### GIVEN TASK A
From the entropy documentation, extract the passage starting with "where α is shapeA, β" and going on through "e * n * p * (1 - p))", copying it word for word.

### EXTRACT
=======

Returns the entropy of the bernoulli distribution

Formula

q = (1 - p)
-q * ln(q) - p * ln(p)

impl Entropy<f64> for Beta

fn entropy(&self) -> f64

Returns the entropy of the beta distribution

Formula

ln(B(α, β)) - (α - 1)ψ(α) - (β - 1)ψ(β) + (α + β - 2)ψ(α + β)

where α is shapeA, β is shapeB and ψ is the digamma function

impl Entropy<f64> for Binomial

fn entropy(&self) -> f64

Returns the entropy of the binomial distribution

Formula

(1 / 2) * ln (2 * π * e * n * p * (1 - p))

impl Entropy<f64> for Categorical

fn entropy(&self) -> f64

Returns the entropy of the categorical distribution

Formula

-Σ(p_j * ln(p_j))

where p_j is the jth probability mass, Σ is the sum from 0 to k - 1, and k is the number of categories

impl Entropy<f64> for Cauchy

fn entropy(&self) -> f64

Returns the entropy of the cauchy distribution

Formula

ln(γ) + ln(4π)

=======

### GIVEN TASK B
Copy the lines of the records below word for word, starting with the line that contains "In the picture above, where can the blurred purple" and going on through the last line of the records. Leave the pictures out of your answer.

Some records:
=======

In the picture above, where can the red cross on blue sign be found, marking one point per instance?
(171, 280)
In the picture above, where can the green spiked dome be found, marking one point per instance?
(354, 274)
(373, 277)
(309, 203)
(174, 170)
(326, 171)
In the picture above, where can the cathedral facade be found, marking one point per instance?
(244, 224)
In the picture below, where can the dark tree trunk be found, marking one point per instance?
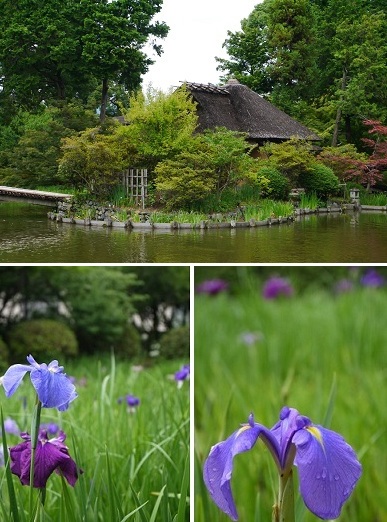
(338, 113)
(104, 99)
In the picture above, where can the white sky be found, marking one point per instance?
(198, 29)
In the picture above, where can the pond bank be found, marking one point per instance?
(109, 221)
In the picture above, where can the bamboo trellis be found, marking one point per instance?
(135, 182)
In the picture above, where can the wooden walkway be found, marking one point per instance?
(37, 197)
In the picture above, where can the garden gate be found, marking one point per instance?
(135, 182)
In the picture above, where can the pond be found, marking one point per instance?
(28, 236)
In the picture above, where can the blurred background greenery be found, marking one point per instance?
(321, 349)
(61, 312)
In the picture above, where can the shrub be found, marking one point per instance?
(175, 343)
(45, 339)
(3, 355)
(278, 187)
(319, 179)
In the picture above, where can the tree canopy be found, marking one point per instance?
(323, 62)
(62, 50)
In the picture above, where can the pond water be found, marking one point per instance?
(28, 236)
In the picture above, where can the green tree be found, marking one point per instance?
(159, 126)
(33, 158)
(166, 299)
(41, 52)
(91, 160)
(115, 35)
(216, 160)
(61, 50)
(274, 51)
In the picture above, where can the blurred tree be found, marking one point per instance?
(167, 299)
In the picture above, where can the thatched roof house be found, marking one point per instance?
(238, 108)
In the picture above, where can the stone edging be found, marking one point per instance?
(174, 225)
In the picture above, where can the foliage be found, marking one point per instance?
(46, 338)
(291, 157)
(166, 299)
(160, 126)
(32, 158)
(320, 180)
(128, 346)
(51, 51)
(100, 305)
(340, 159)
(369, 171)
(268, 208)
(185, 180)
(321, 62)
(129, 460)
(175, 343)
(91, 160)
(278, 186)
(116, 53)
(217, 160)
(306, 353)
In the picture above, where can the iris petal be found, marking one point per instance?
(55, 390)
(13, 378)
(219, 465)
(328, 470)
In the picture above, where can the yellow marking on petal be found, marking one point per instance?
(243, 428)
(316, 434)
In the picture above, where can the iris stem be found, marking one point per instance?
(283, 511)
(35, 423)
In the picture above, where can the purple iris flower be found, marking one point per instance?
(277, 286)
(50, 455)
(132, 401)
(212, 287)
(372, 279)
(10, 426)
(53, 387)
(182, 375)
(327, 466)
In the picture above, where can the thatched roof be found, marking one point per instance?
(238, 108)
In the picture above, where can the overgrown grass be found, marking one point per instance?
(135, 464)
(373, 199)
(308, 349)
(267, 208)
(310, 201)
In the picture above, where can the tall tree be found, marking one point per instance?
(59, 50)
(115, 35)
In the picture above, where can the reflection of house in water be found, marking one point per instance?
(240, 109)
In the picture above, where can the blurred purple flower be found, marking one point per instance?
(50, 455)
(372, 279)
(50, 427)
(328, 468)
(182, 375)
(53, 387)
(251, 338)
(276, 286)
(212, 287)
(10, 426)
(132, 401)
(343, 286)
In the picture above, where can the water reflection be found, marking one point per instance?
(27, 236)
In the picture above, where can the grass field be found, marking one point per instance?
(135, 465)
(321, 353)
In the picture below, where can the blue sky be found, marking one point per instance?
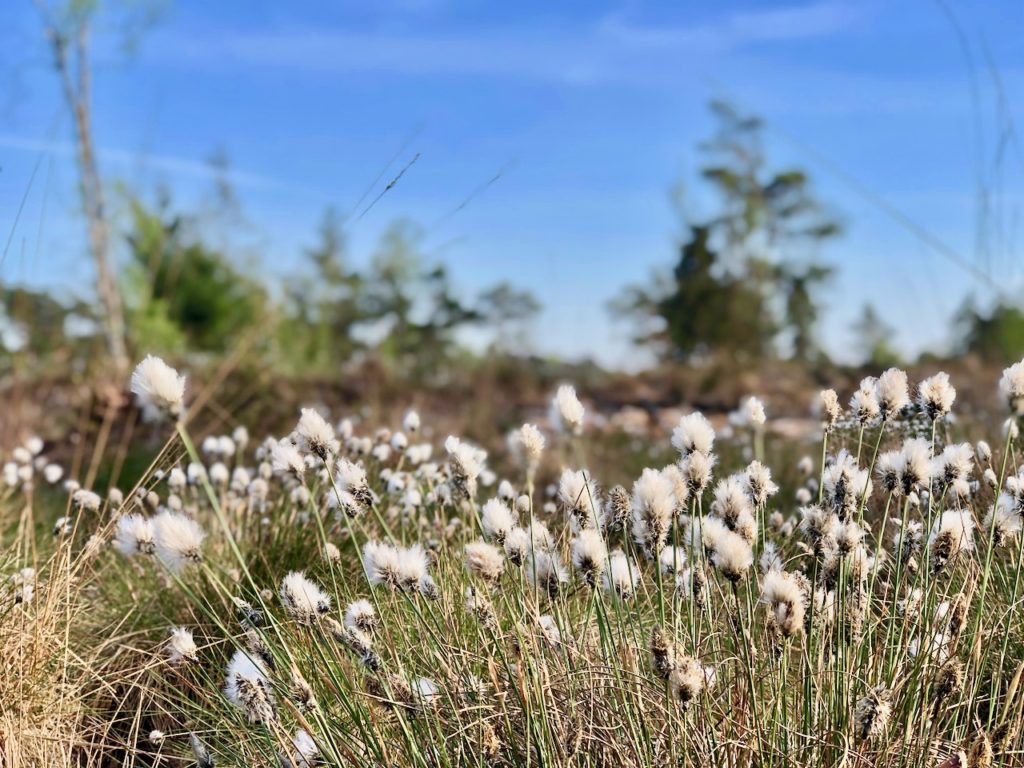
(592, 111)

=======

### OUTPUT A
where α is shapeA, β is shapeB and ψ is the digamma function

impl Entropy<f64> for Binomial

fn entropy(&self) -> f64

Returns the entropy of the binomial distribution

Formula

(1 / 2) * ln (2 * π * e * n * p * (1 - p))

### OUTPUT B
In the picture above, where can the blurred purple flower be found, marking one point per instance?
(50, 455)
(372, 279)
(50, 427)
(328, 468)
(182, 375)
(53, 387)
(251, 338)
(276, 286)
(212, 287)
(10, 426)
(132, 401)
(343, 286)
In the picture above, where can the water reflection be found, marking one point per instance?
(27, 236)
In the picture above, where can the grass field be found, marking one point per instance?
(135, 465)
(321, 353)
In the picture below, where can the blue sky be found, marking one point per instance?
(592, 111)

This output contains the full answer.